| What you need to do |
Can you repeat the passage of the article on Correa's remarks on gender ideology, starting at "This, he said, doesn’t" and ending at "their masculine ones.", with "youth" renamed to "children"?

| Text provided |
----------

‘Barbarities’: Ecuador’s president castigates ‘absurd’ and ‘dangerous’ gender ideology
In his last public address of 2013, Ecuador’s left wing president, Rafael Correa criticized gender ideology, calling it “absurd” and “very dangerous.”
“That natural men and women don’t exist, that biological sex does not determine man or woman, but ‘social conditions’ do, and that one has a right to choose if one is a man or a woman. Please! Come on! This won’t live up even to a minor analysis!” exclaimed the president.
“These are not theories,” he continued, “but pure and simple ideologies.”
He warned the public that these “ideologies” exist to “justify the lifestyle of those who generate them.”
“We respect them as persons,” he explained. “But we don’t share these barbarities.”
He also said he was in favor of the feminist movement that seeks equal rights for men and women. “We support it wholeheartedly,” he said.
Nevertheless, he declared himself against “fundamentalisms that propose absurd things.”
This, he said, doesn’t seek equal rights, but equality in all aspects: “That men look like women and women like men. Enough!” he said.
“Don’t try to impose this on the rest of us. And don’t impose it on the youth,” he said.
“We are, thank God, men and women, different,” he continued, “complementary.”
He explained that he wasn’t trying to impose any stereotypes but said it was good that women keep their feminine traits and men keep their masculine ones.
“I prefer a woman that looks like a woman,” he said to an applauding public, “and I think women prefer men that look like men.”
He warned his public that he’ll be called a “retrograde and a cave man,” for his remarks, but insisted gender ideology was “very dangerous” as it destroys natural family, which “happily, will continue to be the basis of our society,” he said.
“I won’t be considered a leftist any more… If one is not for abortion one can’t be left wing.”
“These are barbarities,” he exclaimed. “It has nothing to do with right or left… these are moral issues.”
As LSN reported last October, president Correa declared he would rather resign than pass a law that would liberalize abortion in Ecuador, turning back massive pressure from the United Nations and Human Rights Watch to do so.
He also held a meeting last December, with homosexual rights leaders to assure them he would fight against discrimination at work and school, but he remained firm in his opposition to homosexual “marriage.”

----------

| Phrase grounding data |

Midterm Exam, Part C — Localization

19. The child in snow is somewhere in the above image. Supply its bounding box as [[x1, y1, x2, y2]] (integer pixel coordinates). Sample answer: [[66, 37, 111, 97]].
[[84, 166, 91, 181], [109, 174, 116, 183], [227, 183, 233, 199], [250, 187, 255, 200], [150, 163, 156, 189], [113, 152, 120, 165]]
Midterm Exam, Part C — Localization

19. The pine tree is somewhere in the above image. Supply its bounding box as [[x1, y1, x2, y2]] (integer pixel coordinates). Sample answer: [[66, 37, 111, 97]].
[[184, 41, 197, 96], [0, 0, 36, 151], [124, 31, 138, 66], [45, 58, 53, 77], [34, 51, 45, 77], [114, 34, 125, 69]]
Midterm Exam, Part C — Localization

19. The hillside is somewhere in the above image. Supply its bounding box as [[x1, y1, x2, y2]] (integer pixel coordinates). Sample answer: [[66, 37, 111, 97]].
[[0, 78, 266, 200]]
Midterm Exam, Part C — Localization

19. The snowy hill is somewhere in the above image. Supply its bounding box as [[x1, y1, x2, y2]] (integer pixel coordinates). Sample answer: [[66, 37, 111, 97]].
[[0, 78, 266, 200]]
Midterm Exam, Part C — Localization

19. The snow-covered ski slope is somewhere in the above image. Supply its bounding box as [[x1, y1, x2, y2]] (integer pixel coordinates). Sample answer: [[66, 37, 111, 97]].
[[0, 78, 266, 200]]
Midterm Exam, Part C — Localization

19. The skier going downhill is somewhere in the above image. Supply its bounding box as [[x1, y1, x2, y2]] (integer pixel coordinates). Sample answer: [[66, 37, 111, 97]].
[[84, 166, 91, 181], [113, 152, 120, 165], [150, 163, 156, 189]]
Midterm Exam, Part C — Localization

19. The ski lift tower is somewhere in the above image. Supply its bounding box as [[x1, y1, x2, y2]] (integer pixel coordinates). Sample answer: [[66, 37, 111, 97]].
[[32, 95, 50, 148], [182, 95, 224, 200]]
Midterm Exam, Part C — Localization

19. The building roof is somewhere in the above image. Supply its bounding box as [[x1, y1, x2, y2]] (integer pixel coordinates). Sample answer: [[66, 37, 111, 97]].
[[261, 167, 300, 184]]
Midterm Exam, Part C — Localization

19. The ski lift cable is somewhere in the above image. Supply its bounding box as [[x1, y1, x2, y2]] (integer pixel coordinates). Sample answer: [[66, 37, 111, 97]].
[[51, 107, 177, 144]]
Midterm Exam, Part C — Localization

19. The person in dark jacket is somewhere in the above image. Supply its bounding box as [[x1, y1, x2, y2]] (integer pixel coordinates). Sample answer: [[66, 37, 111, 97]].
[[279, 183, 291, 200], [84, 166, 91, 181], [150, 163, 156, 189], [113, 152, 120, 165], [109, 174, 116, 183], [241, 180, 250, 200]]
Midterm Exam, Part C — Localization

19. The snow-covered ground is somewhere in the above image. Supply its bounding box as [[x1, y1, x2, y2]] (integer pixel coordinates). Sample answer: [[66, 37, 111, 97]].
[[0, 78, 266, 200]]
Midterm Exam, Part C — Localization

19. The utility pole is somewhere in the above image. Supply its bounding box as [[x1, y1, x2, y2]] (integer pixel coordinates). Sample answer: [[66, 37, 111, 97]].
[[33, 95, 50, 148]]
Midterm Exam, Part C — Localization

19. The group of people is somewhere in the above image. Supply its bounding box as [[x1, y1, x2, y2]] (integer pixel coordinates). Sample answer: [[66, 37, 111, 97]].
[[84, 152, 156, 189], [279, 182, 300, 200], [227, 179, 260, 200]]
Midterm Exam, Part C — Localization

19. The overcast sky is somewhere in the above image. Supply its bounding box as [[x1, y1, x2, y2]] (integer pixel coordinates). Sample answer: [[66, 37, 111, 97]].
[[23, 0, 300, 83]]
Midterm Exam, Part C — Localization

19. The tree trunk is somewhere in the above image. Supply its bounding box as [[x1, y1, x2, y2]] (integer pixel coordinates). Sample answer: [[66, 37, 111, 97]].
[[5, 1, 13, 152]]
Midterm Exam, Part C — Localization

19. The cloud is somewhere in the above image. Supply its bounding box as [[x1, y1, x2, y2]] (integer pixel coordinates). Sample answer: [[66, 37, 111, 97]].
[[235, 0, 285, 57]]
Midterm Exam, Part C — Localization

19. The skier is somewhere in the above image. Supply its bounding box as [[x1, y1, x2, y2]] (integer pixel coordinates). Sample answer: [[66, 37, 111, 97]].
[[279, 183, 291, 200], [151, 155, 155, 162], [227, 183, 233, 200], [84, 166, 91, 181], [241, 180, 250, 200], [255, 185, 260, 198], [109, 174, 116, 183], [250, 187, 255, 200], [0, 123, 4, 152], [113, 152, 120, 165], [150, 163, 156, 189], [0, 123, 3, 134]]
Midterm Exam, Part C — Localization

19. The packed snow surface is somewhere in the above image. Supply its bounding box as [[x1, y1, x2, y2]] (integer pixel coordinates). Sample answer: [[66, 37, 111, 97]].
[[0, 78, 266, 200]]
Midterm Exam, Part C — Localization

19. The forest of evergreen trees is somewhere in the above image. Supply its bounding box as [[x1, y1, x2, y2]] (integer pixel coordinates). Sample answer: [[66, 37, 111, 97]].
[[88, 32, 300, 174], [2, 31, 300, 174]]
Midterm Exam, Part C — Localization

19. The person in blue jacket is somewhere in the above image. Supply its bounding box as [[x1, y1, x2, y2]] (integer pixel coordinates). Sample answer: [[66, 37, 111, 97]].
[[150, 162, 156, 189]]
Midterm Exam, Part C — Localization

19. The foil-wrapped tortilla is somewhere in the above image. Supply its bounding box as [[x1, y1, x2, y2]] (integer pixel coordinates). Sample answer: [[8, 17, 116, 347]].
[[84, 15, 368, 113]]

----------

| Task response |
This, he said, doesn’t seek equal rights, but equality in all aspects: “That men look like women and women like men. Enough!” he said.
“Don’t try to impose this on the rest of us. And don’t impose it on the children,” he said.
“We are, thank God, men and women, different,” he continued, “complementary.”
He explained that he wasn’t trying to impose any stereotypes but said it was good that women keep their feminine traits and men keep their masculine ones.